*** Opening SOURCE TEXT ***

Every summer, families enjoy the fun and relaxing activity of camping. However, if you have a baby, camping might seem out of the question for a while. After all, babies need a lot of gear and attention.
It’s true that camping with a baby means more work than camping with adults and older children, but it can still happen.
Time Your Trip Carefully
Adults can go camping for long periods of time, in bad weather, or on the spur of the moment. If you want to go camping with your baby, however, you need to plan things out with their needs in mind.
If the forecast predicts particularly hot, cold, or wet weather, you may want to delay your camping trip. Temperatures between 40 and 80 degrees Fahrenheit are considered comfortable temperatures for your child to play outside. Above or below that are uncomfortable or even dangerous conditions for your baby.
Choose a Safe Camping Spot
Once you've settled on the best time for camping, you need to choose a safe camping spot. Things many adults consider normal background scenery may be dangerous for your child. Even small things like shallow creeks or gravel can pose dangers for your baby. If your baby knows how to crawl, it's important to think about what's within their reach.
Look for safe, flat, grassy camping areas. This avoids the risk of a baby drowning, falling, or cutting themselves on rocks and gravel. While it may not be as scenic as your normal camping locations, it’s still safer for your baby.
Give Yourself Some Space
A crying baby is one of the most noticeable sounds in the world. The human brain is primed to notice babies crying and to find it difficult to ignore. In an otherwise quiet campsite, a crying baby can and will catch the attention of everyone in earshot.
If you’re going camping, it’s important to be polite to your fellow campers. When your baby is along, look for campsites away from other campers — by several hundred feet if possible. This will help you handle any fussy baby behavior without keeping your neighbors awake at night.
Protect Your Baby
The great outdoors sound fun, but they're not without risks. When your baby comes camping with you, you should take steps to protect them. If you’re annoyed by the sun and the bugs, think about how much worse it is for your child.
To keep your little one from getting sunstroke or sunburn, choose age-appropriate sun-protection measures. Infant safe sunscreen as well as brimmed hats, long-sleeved clothing, and portable shade screens. During the heat of summer, it’s also worth avoiding spending time in the sun during the hottest part of the day.

*** Closing SOURCE TEXT ***
*** Opening RECORD EXCERPTS ***

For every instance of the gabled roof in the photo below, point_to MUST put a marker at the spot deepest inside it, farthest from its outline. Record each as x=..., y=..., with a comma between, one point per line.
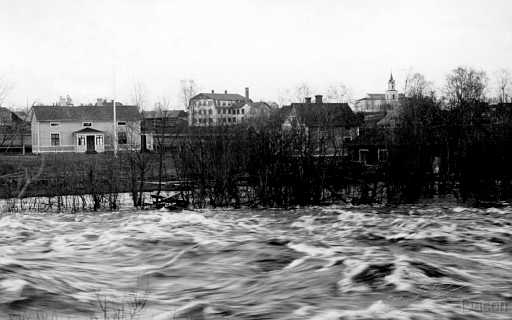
x=164, y=114
x=325, y=114
x=85, y=113
x=219, y=96
x=88, y=130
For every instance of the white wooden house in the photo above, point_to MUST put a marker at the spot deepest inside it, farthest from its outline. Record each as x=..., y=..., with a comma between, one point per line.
x=84, y=128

*** Closing RECORD EXCERPTS ***

INSTRUCTIONS FOR THE TASK – Rewrite the stretch of the article on camping with a baby from "Every summer, families" through "can still happen.", substituting "hiking" for "camping".

REPLY –
Every summer, families enjoy the fun and relaxing activity of hiking. However, if you have a baby, hiking might seem out of the question for a while. After all, babies need a lot of gear and attention.
It’s true that hiking with a baby means more work than hiking with adults and older children, but it can still happen.